» **RECORDS PROVIDED**:
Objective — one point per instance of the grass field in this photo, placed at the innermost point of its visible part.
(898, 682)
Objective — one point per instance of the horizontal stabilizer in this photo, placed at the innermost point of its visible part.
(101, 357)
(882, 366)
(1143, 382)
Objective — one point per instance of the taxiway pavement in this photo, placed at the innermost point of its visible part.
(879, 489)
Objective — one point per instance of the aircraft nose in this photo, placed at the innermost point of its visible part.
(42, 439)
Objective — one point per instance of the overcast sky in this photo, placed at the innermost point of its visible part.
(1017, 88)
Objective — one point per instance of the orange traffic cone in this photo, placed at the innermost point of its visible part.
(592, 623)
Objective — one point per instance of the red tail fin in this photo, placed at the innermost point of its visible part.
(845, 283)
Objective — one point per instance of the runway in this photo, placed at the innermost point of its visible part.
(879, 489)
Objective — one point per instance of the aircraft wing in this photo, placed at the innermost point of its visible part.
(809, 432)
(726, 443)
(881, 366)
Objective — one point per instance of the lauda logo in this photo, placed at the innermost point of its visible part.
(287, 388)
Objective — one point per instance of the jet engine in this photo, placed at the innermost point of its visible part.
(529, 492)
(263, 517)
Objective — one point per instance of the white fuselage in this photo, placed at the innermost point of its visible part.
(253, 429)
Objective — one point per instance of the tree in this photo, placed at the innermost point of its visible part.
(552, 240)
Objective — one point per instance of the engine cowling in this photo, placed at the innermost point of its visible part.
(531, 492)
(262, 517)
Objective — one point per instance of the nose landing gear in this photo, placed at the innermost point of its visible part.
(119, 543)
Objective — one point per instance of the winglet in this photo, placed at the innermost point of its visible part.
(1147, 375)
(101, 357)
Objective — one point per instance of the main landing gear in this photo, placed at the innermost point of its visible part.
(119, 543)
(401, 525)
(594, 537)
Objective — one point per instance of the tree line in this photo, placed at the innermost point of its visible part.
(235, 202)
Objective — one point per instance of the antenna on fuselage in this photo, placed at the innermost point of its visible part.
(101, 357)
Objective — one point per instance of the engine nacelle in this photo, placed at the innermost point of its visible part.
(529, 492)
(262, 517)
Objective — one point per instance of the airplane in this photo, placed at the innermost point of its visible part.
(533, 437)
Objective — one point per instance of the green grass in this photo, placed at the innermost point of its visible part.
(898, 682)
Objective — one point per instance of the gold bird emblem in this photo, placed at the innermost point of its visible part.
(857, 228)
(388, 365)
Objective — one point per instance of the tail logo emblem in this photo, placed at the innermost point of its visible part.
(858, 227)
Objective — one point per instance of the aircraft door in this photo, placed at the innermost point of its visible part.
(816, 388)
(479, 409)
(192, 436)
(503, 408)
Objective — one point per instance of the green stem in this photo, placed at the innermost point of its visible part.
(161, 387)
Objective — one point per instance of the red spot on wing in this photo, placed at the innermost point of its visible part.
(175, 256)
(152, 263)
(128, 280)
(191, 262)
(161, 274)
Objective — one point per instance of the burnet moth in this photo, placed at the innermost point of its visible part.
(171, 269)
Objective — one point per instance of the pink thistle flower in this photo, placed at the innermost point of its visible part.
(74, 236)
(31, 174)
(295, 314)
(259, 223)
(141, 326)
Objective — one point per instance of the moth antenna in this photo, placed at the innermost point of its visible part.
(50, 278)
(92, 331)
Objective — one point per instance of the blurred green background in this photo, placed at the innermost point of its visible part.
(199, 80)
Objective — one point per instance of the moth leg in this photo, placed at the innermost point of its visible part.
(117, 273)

» **WHAT YOU NEED TO DO**: Rewrite everything from the start of the listing down to the line containing "(1143, 382)", replacing "horizontal stabilizer" with "tailplane" and keeping all other text unchanged.

» **OUTPUT OF THE TASK**:
Objective — one point per instance of the grass field in this photo, placed at the innermost point of its visible part.
(898, 682)
Objective — one point per instance of the tailplane in this photo, placed at the innermost point of its visible part.
(101, 357)
(882, 366)
(1143, 382)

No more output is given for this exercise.